**Task instructions:** Filter the material below so that only lines containing "visual" remain.

**Exercise input:**
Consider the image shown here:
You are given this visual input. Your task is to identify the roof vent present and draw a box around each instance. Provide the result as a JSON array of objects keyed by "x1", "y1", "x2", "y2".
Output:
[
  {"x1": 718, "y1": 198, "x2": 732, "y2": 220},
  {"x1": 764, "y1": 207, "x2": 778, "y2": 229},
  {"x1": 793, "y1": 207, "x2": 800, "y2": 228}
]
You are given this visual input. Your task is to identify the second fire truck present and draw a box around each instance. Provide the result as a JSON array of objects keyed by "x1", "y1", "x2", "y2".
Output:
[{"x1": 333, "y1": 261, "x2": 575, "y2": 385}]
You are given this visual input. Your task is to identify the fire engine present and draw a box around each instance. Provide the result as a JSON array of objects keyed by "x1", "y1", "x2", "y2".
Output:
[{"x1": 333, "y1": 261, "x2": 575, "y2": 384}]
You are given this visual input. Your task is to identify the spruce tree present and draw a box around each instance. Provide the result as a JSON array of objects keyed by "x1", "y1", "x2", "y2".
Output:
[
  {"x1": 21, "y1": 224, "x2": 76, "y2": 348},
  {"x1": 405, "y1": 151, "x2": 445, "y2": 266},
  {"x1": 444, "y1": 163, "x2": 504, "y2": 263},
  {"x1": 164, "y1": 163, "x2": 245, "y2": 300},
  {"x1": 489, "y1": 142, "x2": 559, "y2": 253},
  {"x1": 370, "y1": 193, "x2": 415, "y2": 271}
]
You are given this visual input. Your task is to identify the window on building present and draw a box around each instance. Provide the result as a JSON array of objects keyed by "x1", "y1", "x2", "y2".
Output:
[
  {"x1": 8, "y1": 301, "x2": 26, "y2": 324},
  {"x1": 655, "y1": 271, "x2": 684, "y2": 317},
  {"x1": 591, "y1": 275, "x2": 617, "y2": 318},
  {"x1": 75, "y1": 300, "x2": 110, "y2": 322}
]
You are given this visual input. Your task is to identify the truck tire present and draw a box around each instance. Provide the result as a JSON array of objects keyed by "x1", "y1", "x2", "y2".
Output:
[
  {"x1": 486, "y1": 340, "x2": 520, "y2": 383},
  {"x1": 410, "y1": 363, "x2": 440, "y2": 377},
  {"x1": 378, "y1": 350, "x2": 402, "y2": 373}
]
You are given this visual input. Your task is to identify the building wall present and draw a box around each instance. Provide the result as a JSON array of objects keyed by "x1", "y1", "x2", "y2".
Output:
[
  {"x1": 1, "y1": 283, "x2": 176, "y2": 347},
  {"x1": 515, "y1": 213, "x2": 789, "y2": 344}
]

**Reply:**
You are given this visual input. Your task is to identify the roof vent present and draw a box around each instance. Provide the result as a JSON array of objects keyed by "x1", "y1", "x2", "y2".
You are given this visual input. Your task is to identify the second fire truck present and draw a box around each instance. Provide the result as a JSON array of objects keyed by "x1", "y1", "x2", "y2".
You are given this visual input. Your task is to identify the fire engine present and draw a box around each instance. Provide the result as a JSON array of objects keyed by "x1", "y1", "x2", "y2".
You are given this visual input. Your task is to identify the spruce tree present and draw a box around each instance. Provide the result as a JSON array of objects keyed by "x1", "y1", "x2", "y2".
You are given this visual input. Your task is to identify the window on building present and draw a box around each instance. Provide the result as a JSON array of objects keyed by "x1", "y1", "x2", "y2".
You are given this visual input. Your task is to identify the truck tire present and draw a box around each instance. Provide the result as a JSON array of objects keyed by "x1", "y1", "x2", "y2".
You are given this visual input. Your task is to identify the building wall present and draw a box around each instance. Provide the result as a JSON array of objects keyed by "x1", "y1", "x2", "y2".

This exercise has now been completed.